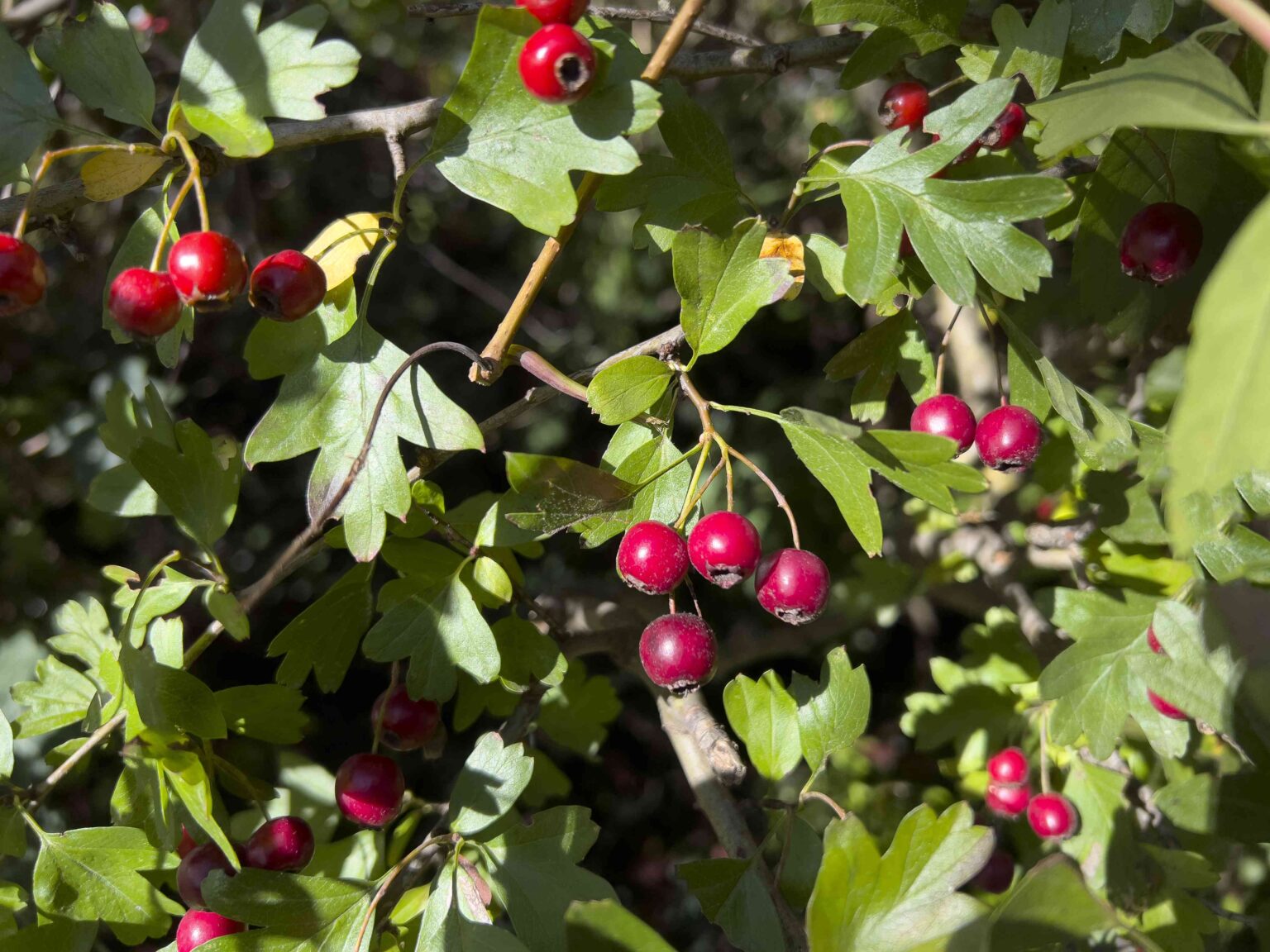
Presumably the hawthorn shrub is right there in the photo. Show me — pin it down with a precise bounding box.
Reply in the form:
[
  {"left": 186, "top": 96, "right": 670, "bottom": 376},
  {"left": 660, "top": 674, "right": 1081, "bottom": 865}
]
[{"left": 0, "top": 0, "right": 1270, "bottom": 952}]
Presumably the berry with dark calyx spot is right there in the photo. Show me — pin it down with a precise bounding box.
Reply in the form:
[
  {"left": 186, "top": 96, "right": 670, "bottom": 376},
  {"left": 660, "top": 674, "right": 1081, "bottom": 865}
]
[
  {"left": 371, "top": 685, "right": 441, "bottom": 750},
  {"left": 248, "top": 249, "right": 327, "bottom": 321},
  {"left": 877, "top": 81, "right": 931, "bottom": 130},
  {"left": 754, "top": 549, "right": 829, "bottom": 625},
  {"left": 242, "top": 816, "right": 315, "bottom": 872},
  {"left": 177, "top": 909, "right": 246, "bottom": 952},
  {"left": 519, "top": 23, "right": 595, "bottom": 105},
  {"left": 168, "top": 231, "right": 246, "bottom": 310},
  {"left": 336, "top": 754, "right": 405, "bottom": 826},
  {"left": 107, "top": 268, "right": 182, "bottom": 338},
  {"left": 689, "top": 510, "right": 763, "bottom": 589},
  {"left": 617, "top": 519, "right": 689, "bottom": 595},
  {"left": 974, "top": 403, "right": 1042, "bottom": 472},
  {"left": 0, "top": 234, "right": 48, "bottom": 317},
  {"left": 1028, "top": 793, "right": 1080, "bottom": 839},
  {"left": 1120, "top": 202, "right": 1204, "bottom": 284},
  {"left": 639, "top": 612, "right": 718, "bottom": 694},
  {"left": 908, "top": 393, "right": 976, "bottom": 455}
]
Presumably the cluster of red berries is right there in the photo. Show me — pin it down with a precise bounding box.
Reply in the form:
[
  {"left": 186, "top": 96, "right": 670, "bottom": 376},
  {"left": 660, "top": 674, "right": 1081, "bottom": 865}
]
[
  {"left": 516, "top": 0, "right": 595, "bottom": 105},
  {"left": 908, "top": 393, "right": 1044, "bottom": 472},
  {"left": 984, "top": 748, "right": 1081, "bottom": 839},
  {"left": 617, "top": 510, "right": 829, "bottom": 693}
]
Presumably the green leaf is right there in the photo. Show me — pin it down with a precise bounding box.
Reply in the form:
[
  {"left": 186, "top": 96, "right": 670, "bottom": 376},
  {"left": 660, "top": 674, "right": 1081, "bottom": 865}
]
[
  {"left": 268, "top": 564, "right": 375, "bottom": 694},
  {"left": 726, "top": 672, "right": 803, "bottom": 782},
  {"left": 245, "top": 289, "right": 484, "bottom": 562},
  {"left": 671, "top": 218, "right": 792, "bottom": 365},
  {"left": 428, "top": 7, "right": 659, "bottom": 235},
  {"left": 450, "top": 731, "right": 533, "bottom": 836},
  {"left": 587, "top": 355, "right": 673, "bottom": 426},
  {"left": 36, "top": 4, "right": 157, "bottom": 135},
  {"left": 173, "top": 0, "right": 360, "bottom": 157},
  {"left": 481, "top": 806, "right": 614, "bottom": 952},
  {"left": 806, "top": 803, "right": 993, "bottom": 952}
]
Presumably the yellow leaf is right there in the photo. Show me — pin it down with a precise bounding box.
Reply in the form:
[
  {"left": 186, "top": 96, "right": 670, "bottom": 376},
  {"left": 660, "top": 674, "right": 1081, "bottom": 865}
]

> _STATED TASK_: Please format every line of the listing above as a JSON list of strings, one string per line, and skip blank lines. Leave the pictures out.

> _TASK SOLUTION_:
[
  "Presumably the hawthorn shrub is right there in the photo. Show me — pin it down with a precise bounding box.",
  "Reply in the form:",
  "[",
  "  {\"left\": 186, \"top\": 96, \"right\": 670, \"bottom\": 376},",
  "  {\"left\": 660, \"top\": 674, \"right\": 1081, \"bottom\": 865}",
  "]",
  "[{\"left\": 0, \"top\": 0, \"right\": 1270, \"bottom\": 952}]",
  "Presumably the berry with dark calyx spot is right there in the photo. Show me — pin it down with a precise bounding box.",
  "Reply in the form:",
  "[",
  "  {\"left\": 186, \"top\": 96, \"right\": 670, \"bottom\": 376},",
  "  {\"left\": 660, \"top\": 674, \"right\": 1081, \"bottom\": 865}",
  "]",
  "[",
  "  {\"left\": 371, \"top\": 685, \"right\": 441, \"bottom\": 750},",
  "  {\"left\": 248, \"top\": 249, \"right\": 327, \"bottom\": 321},",
  "  {\"left\": 877, \"top\": 81, \"right\": 931, \"bottom\": 130},",
  "  {\"left\": 754, \"top\": 549, \"right\": 829, \"bottom\": 625},",
  "  {\"left\": 242, \"top\": 816, \"right\": 315, \"bottom\": 872},",
  "  {\"left\": 177, \"top\": 909, \"right\": 246, \"bottom\": 952},",
  "  {\"left\": 519, \"top\": 23, \"right\": 595, \"bottom\": 105},",
  "  {\"left\": 168, \"top\": 231, \"right\": 246, \"bottom\": 310},",
  "  {\"left\": 336, \"top\": 754, \"right\": 405, \"bottom\": 826},",
  "  {\"left\": 107, \"top\": 268, \"right\": 182, \"bottom\": 338},",
  "  {\"left\": 689, \"top\": 510, \"right\": 763, \"bottom\": 589},",
  "  {\"left\": 617, \"top\": 519, \"right\": 689, \"bottom\": 595},",
  "  {\"left\": 974, \"top\": 403, \"right\": 1042, \"bottom\": 472},",
  "  {\"left\": 0, \"top\": 234, \"right\": 48, \"bottom\": 317},",
  "  {\"left\": 1028, \"top\": 793, \"right\": 1080, \"bottom\": 839},",
  "  {\"left\": 1120, \"top\": 202, \"right\": 1204, \"bottom\": 284},",
  "  {\"left\": 639, \"top\": 612, \"right\": 718, \"bottom\": 694},",
  "  {\"left\": 908, \"top\": 393, \"right\": 976, \"bottom\": 455}",
  "]",
  "Presumably the cluster of red berries is right there in the photo. Show me — pin it down with a precise bounding box.",
  "Reply in the form:",
  "[",
  "  {\"left\": 186, \"top\": 96, \"right\": 670, \"bottom\": 376},",
  "  {\"left\": 660, \"top\": 674, \"right\": 1081, \"bottom\": 865}",
  "]",
  "[",
  "  {\"left\": 516, \"top\": 0, \"right\": 595, \"bottom\": 105},",
  "  {\"left\": 908, \"top\": 393, \"right\": 1044, \"bottom\": 472},",
  "  {\"left\": 984, \"top\": 748, \"right\": 1081, \"bottom\": 839},",
  "  {\"left\": 617, \"top\": 510, \"right\": 829, \"bottom\": 693}",
  "]",
  "Presumably the green leaf is right there in the photo. Show me — pin it down with a precise bounding box.",
  "Reply in the form:",
  "[",
  "  {\"left\": 186, \"top\": 96, \"right\": 670, \"bottom\": 376},",
  "  {\"left\": 660, \"top\": 674, \"right\": 1081, \"bottom\": 865}",
  "]",
  "[",
  "  {\"left\": 268, \"top\": 564, \"right\": 375, \"bottom\": 694},",
  "  {\"left\": 726, \"top\": 672, \"right\": 803, \"bottom\": 782},",
  "  {\"left\": 245, \"top\": 289, \"right\": 484, \"bottom\": 562},",
  "  {\"left\": 671, \"top\": 218, \"right\": 792, \"bottom\": 365},",
  "  {\"left\": 428, \"top\": 7, \"right\": 659, \"bottom\": 235},",
  "  {\"left\": 450, \"top\": 731, \"right\": 533, \"bottom\": 836},",
  "  {\"left\": 587, \"top\": 355, \"right\": 673, \"bottom\": 426},",
  "  {\"left\": 36, \"top\": 4, \"right\": 157, \"bottom\": 135},",
  "  {\"left\": 173, \"top\": 0, \"right\": 360, \"bottom\": 157},",
  "  {\"left\": 481, \"top\": 806, \"right\": 614, \"bottom\": 952},",
  "  {\"left\": 806, \"top\": 803, \"right\": 993, \"bottom\": 952}",
  "]",
  "Presumably the yellow leaf is right there in the photo. Show me — pin it down with a precise bounding box.",
  "Reply in the form:",
  "[",
  "  {\"left\": 186, \"top\": 96, \"right\": 670, \"bottom\": 376},",
  "  {\"left\": 660, \"top\": 674, \"right\": 1081, \"bottom\": 865}",
  "]"
]